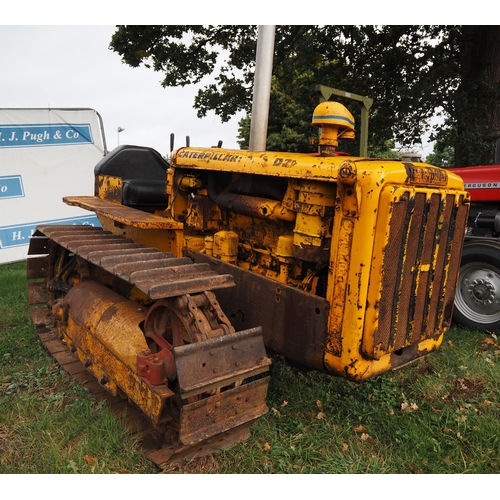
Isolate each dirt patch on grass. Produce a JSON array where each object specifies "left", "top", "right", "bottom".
[
  {"left": 450, "top": 377, "right": 485, "bottom": 400},
  {"left": 413, "top": 357, "right": 436, "bottom": 376}
]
============
Output the listing above exactly, pictures omitted.

Isolate each dirt patch on grass. Produce a JSON array where each object specifies "left", "top", "right", "bottom".
[
  {"left": 450, "top": 377, "right": 485, "bottom": 400},
  {"left": 413, "top": 357, "right": 436, "bottom": 376}
]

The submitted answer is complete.